Aim of the task: Copy the line with "Exercise. Mark the jet ski handlebar" and all lines following it through the last line of the entries, exactly as written.

Recorded information:
>> Begin

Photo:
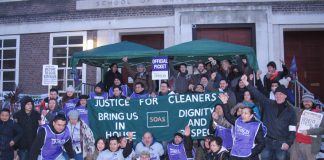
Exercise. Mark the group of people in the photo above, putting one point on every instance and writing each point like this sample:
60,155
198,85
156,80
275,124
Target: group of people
256,120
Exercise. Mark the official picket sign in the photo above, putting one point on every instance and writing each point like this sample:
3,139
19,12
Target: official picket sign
163,116
310,120
160,68
50,75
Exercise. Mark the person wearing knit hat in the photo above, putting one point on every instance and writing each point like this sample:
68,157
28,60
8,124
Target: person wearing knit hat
273,75
99,92
81,107
125,91
308,97
69,100
28,119
279,117
81,136
74,114
180,148
306,146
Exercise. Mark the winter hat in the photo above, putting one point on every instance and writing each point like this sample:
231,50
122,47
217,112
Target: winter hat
70,89
178,134
281,89
100,85
74,114
25,100
83,97
272,64
285,81
308,97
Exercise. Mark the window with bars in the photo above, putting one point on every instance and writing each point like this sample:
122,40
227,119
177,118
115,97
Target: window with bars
63,47
8,63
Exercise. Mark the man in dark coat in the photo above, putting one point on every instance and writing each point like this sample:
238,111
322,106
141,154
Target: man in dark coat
28,119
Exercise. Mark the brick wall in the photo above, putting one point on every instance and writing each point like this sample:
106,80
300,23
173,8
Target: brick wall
34,52
53,10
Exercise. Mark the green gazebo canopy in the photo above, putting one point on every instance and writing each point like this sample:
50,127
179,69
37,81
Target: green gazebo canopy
105,55
188,52
193,51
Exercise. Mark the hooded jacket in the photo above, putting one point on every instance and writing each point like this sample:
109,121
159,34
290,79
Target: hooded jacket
155,149
28,122
222,154
9,131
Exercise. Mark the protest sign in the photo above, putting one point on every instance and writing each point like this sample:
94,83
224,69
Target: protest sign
50,75
309,120
163,116
160,68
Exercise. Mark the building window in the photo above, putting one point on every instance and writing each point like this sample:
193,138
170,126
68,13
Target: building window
62,47
9,63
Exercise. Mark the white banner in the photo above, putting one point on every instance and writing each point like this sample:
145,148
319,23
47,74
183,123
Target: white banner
309,120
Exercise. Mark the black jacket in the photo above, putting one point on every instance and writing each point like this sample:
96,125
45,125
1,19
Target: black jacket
276,117
220,155
259,140
188,144
267,81
29,124
9,130
110,77
39,142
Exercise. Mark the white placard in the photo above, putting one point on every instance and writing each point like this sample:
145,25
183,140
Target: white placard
50,75
309,120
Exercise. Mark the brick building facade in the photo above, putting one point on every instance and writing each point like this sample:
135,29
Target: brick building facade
45,30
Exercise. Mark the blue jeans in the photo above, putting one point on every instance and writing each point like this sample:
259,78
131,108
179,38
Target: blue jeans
23,154
76,156
273,150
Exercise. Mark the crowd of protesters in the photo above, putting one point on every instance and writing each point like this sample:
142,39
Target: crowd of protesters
257,119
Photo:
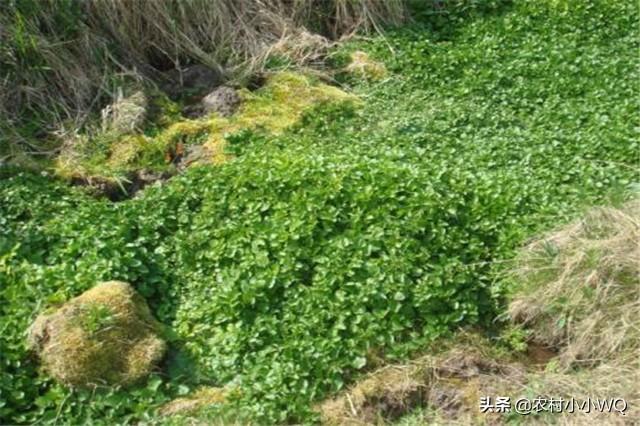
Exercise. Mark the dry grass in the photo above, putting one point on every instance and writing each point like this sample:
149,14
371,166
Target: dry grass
62,61
580,296
581,287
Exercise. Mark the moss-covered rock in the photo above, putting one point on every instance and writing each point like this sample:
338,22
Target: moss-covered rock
106,336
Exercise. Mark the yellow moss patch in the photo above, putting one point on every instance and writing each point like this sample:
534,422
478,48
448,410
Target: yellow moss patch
126,151
278,105
363,66
106,336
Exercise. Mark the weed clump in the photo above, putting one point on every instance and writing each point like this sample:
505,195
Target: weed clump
363,66
580,287
106,336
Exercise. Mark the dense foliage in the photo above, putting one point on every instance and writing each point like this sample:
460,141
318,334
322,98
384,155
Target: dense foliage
361,231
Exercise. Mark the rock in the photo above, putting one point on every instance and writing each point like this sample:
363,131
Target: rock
195,79
194,154
446,399
106,336
125,115
201,398
224,101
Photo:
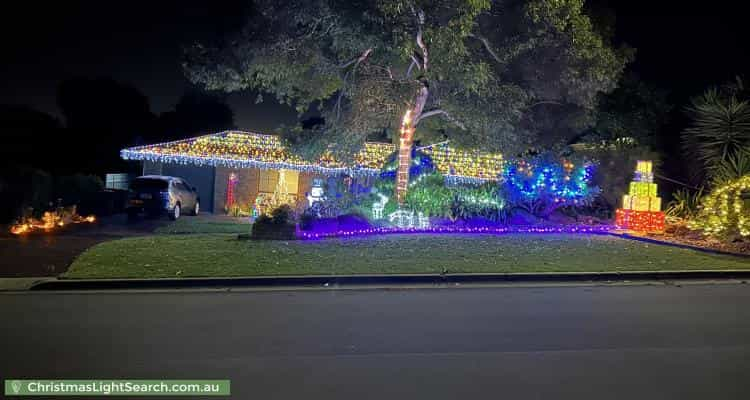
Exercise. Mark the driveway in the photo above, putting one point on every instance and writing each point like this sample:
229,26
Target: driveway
50,254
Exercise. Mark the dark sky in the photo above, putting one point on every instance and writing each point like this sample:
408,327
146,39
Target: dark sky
680,48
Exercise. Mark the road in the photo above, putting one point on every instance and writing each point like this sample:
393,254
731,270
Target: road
582,342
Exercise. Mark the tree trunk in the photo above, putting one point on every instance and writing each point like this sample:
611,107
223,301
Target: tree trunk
406,140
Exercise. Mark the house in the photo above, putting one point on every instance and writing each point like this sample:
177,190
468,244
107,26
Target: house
242,168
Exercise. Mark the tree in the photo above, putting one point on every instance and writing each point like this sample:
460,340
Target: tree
473,70
635,110
720,126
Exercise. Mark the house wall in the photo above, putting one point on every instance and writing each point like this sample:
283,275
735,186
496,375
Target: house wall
246,189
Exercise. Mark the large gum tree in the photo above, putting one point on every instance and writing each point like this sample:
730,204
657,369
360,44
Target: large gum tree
481,73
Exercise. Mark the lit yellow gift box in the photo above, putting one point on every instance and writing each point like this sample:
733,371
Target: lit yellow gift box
642,189
644,166
641,203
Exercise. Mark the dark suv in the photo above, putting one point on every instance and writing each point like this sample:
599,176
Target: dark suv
157,194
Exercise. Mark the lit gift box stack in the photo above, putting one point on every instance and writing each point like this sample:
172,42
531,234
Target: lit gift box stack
641,207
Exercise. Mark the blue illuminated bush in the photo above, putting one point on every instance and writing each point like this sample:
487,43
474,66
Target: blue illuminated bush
542,184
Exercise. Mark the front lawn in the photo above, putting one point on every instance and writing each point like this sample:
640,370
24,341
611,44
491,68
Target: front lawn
223,255
206,224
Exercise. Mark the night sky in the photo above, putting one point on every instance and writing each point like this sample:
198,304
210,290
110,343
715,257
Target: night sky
680,48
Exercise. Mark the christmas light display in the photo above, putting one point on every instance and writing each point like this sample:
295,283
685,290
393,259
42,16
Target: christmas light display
402,218
492,230
724,211
236,149
476,165
379,206
316,192
231,183
50,221
545,184
404,157
641,207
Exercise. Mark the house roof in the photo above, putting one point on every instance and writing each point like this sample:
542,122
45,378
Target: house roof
238,149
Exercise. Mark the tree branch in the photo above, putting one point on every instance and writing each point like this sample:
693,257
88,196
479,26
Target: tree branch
539,103
357,60
356,63
420,42
488,47
444,113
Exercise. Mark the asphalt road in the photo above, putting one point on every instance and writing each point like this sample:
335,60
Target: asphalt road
621,342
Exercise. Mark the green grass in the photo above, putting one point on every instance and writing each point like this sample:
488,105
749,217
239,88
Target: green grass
203,224
224,255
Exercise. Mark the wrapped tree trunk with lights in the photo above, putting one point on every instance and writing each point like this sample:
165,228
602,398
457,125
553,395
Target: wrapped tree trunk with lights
489,72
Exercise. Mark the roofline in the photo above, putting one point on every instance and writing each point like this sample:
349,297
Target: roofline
137,153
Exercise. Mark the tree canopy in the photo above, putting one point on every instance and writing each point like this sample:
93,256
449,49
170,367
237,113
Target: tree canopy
478,72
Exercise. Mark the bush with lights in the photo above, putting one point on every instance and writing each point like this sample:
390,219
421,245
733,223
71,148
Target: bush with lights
542,184
430,194
725,212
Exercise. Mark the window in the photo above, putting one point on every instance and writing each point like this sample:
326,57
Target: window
270,178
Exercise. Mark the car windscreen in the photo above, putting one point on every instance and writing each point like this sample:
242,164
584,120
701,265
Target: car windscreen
148,184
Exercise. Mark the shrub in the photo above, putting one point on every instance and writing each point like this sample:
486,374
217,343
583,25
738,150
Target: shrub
725,212
278,226
542,184
283,215
685,203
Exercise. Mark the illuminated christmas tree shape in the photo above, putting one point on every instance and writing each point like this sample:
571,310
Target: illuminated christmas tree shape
641,207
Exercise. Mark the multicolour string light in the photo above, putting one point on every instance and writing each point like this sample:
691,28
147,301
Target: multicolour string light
724,211
236,149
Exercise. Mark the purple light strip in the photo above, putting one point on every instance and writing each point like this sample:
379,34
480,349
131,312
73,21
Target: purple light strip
582,229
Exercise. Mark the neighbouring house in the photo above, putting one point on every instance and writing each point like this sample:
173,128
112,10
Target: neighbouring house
241,168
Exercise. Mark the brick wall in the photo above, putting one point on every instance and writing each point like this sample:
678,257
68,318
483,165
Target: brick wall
247,187
244,192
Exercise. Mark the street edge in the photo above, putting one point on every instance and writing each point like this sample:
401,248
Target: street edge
324,281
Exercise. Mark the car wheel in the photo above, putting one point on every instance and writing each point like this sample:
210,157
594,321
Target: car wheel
175,213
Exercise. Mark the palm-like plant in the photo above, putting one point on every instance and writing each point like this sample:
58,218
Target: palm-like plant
720,128
734,167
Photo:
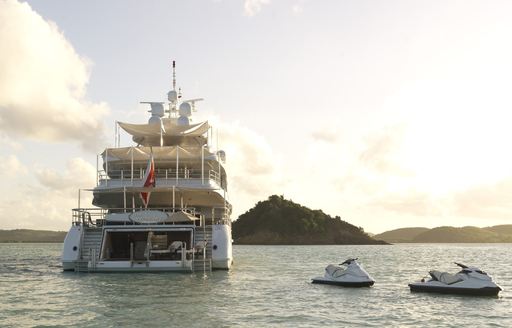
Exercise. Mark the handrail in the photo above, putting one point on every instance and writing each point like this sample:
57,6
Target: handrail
95,216
160,174
90,216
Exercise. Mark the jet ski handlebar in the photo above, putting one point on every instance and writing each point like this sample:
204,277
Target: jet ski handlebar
348,261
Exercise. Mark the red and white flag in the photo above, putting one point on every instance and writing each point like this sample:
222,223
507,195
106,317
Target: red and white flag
149,181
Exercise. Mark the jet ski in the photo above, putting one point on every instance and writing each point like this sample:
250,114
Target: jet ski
348,274
468,281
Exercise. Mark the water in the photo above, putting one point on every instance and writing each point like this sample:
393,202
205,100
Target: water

>> End

Reply to the exercise:
Exercise. Mark the jet ski handlebar in the photo above, putting one point on every instance and writing each point like this sample:
204,277
Target: jet ski handlebar
348,261
Exercise. Mark the red and white flag in the photo above, putting one point on every instance and writing each point like this sample:
222,223
507,195
106,317
Target: red and white flag
149,181
Exercise. Mark the jet ski in the photo above, putting one point on every instance and writing each point like this sample:
250,114
Target: jet ski
348,274
468,281
Exercise. Mark the water in the photo above, putting one point on every instance and writing each point like this sample:
393,202
205,100
Target: water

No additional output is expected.